#### YOUR INSTRUCTIONS
Output, word for word, every line from the line with "Request = tag one keypoint per instance of the gorse" through the final line of the data below.

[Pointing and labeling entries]
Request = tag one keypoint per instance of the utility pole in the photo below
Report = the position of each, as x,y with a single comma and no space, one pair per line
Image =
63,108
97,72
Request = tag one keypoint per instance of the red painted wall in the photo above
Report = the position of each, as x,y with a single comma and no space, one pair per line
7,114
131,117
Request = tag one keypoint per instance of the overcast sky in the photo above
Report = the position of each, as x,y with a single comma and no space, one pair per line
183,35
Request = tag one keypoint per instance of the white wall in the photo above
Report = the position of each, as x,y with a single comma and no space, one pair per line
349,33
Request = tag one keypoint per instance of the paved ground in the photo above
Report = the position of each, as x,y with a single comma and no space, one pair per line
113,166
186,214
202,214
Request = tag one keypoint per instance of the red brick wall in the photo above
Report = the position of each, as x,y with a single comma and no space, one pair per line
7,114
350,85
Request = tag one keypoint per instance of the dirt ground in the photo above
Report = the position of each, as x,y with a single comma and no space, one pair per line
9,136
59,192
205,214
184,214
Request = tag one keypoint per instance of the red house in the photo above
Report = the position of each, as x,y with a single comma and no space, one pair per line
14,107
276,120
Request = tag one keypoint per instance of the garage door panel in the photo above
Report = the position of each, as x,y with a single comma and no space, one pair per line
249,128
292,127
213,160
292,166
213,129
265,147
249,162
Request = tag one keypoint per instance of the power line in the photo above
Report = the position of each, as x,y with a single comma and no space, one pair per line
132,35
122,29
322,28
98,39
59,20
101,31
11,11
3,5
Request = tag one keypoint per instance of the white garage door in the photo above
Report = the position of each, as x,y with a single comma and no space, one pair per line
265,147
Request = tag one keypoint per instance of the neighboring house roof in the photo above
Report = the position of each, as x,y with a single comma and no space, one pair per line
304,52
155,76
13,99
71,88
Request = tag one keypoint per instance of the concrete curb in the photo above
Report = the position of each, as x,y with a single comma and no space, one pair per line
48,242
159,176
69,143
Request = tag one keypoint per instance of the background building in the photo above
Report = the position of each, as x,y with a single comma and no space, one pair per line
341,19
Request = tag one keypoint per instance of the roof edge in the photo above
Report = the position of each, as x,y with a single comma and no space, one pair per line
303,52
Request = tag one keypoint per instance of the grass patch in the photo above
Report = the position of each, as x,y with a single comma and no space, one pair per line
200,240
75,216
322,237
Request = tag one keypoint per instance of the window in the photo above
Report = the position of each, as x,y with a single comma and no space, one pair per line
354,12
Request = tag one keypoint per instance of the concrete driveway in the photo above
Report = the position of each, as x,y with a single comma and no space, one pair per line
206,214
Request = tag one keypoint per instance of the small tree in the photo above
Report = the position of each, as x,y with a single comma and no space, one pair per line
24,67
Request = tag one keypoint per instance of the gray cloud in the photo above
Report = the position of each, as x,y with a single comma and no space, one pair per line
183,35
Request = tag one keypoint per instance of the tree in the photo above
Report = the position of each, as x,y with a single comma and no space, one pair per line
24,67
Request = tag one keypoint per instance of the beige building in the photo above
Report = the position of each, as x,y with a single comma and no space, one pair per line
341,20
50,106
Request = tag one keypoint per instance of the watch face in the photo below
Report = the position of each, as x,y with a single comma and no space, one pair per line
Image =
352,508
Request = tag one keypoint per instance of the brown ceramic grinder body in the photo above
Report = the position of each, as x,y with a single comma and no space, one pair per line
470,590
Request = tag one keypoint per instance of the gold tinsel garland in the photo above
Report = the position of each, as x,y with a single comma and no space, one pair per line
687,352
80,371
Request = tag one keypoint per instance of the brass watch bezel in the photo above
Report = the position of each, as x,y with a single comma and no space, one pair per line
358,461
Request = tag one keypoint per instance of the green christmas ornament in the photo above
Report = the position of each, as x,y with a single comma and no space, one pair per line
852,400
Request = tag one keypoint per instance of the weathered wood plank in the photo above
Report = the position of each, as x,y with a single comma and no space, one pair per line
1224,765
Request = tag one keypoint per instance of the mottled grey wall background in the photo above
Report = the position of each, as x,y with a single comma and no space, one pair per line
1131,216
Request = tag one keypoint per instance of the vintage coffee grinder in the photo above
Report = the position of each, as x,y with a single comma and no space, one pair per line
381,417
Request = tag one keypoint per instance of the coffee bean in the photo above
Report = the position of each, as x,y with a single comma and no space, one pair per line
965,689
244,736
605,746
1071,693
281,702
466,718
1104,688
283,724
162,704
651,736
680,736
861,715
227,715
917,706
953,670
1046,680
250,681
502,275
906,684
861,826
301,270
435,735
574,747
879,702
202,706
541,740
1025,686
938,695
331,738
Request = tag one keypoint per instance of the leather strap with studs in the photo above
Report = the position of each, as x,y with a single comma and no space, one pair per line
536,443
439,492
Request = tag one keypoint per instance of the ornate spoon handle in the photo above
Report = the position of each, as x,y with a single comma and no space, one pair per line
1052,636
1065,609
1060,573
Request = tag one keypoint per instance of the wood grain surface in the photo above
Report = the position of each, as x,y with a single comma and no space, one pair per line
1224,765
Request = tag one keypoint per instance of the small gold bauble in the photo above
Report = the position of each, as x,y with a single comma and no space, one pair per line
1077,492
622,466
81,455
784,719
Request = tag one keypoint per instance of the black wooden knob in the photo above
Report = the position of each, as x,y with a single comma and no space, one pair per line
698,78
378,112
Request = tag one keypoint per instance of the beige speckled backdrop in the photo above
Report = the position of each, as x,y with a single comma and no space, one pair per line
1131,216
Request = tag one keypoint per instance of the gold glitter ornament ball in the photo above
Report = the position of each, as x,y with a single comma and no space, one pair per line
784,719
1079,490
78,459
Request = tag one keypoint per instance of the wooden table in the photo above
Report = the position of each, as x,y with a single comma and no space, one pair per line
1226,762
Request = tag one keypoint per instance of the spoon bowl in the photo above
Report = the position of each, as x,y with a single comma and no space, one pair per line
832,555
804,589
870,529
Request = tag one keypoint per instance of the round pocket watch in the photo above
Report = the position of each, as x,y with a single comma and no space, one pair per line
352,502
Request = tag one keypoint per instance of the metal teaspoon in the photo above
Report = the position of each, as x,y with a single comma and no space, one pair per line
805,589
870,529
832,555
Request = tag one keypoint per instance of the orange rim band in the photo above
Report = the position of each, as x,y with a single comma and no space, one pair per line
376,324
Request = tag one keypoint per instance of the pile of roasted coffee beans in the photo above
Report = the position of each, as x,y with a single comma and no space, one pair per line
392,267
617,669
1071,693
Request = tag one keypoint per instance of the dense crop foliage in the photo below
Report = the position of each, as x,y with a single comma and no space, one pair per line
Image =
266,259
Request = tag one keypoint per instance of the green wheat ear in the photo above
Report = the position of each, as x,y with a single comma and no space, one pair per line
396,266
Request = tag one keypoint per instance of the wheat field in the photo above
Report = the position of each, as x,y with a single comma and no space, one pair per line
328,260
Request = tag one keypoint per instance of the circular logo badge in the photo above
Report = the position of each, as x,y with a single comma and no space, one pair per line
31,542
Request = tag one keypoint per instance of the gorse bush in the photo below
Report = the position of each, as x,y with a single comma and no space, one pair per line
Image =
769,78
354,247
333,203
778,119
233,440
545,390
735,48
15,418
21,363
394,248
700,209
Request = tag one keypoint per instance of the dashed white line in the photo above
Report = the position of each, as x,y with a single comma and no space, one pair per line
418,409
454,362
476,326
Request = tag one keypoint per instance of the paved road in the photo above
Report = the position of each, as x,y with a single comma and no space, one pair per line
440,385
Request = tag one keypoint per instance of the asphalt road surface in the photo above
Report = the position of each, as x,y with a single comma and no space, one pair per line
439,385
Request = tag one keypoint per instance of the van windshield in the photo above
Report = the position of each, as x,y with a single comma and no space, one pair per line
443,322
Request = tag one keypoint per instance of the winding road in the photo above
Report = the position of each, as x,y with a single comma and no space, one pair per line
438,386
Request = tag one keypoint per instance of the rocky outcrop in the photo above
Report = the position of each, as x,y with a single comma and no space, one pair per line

#### OUTPUT FOR THIS EXERCISE
Request = tag one keypoint per instance of the gorse bush in the photo below
Report = the position of each, as x,y with a single comma and no space, one pair per line
Image =
769,78
354,247
333,203
778,119
233,440
545,390
735,48
15,418
21,363
394,248
700,209
Request = tag one keypoint per instance of the dashed white line in the photo above
Report = the position of each, as x,y with a single comma and no space, one pair per line
418,409
454,362
476,326
Request = tag one keypoint per instance of the paved road in the photo above
Report = the position of each, as x,y with a single comma and no space, one pair per line
440,385
Request = tag one keypoint per instance of the asphalt road surface in the photo above
Report = the position of each, as x,y with a single comma and no space, one pair per line
439,385
Request = tag one keypoint per instance of the van windshield in the photo above
Report = the position of each, as x,y with a single comma and no space, one pair per line
443,322
Request = tag one keypoint per instance of the winding road in the photo above
Report = the position of each, as x,y with a single comma and no space, one pair per line
438,386
Request = tag one keypoint per instance of the rocky outcrop in the photo above
Report = the position of each, as x,y with a single comma and no space, one pair per line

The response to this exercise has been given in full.